* DATASET EXTRACT *
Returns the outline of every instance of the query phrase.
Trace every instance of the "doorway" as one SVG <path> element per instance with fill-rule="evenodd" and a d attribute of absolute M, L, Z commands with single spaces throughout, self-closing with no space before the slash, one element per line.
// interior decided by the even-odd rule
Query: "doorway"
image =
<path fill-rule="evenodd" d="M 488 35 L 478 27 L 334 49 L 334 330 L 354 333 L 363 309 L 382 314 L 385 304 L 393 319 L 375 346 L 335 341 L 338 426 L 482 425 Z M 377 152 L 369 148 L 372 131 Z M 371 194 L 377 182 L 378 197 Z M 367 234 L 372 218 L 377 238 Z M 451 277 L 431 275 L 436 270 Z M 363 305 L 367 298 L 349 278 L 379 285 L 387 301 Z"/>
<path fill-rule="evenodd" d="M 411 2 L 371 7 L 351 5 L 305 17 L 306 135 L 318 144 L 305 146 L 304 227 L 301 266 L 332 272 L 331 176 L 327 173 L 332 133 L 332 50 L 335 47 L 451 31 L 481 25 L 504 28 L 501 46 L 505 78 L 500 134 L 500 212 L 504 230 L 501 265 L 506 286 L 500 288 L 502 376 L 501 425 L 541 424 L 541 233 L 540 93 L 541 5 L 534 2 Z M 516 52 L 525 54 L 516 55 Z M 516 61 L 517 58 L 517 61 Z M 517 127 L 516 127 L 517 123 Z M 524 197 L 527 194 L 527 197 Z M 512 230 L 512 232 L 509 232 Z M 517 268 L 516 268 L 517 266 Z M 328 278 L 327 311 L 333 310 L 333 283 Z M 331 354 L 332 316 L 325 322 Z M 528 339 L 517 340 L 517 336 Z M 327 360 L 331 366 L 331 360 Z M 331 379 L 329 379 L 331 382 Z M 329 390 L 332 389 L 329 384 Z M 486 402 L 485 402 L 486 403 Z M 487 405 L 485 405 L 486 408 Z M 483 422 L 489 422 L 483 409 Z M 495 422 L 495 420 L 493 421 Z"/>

* TASK DETAILS *
Show each line in the listing above that has "doorway".

* ANSWER *
Trace every instance of the "doorway" as one SVG <path> element per instance with fill-rule="evenodd" and a d attribute of absolute M, L, Z commands with single spaces throughout, self-closing with no space before the slash, one element per line.
Query: "doorway"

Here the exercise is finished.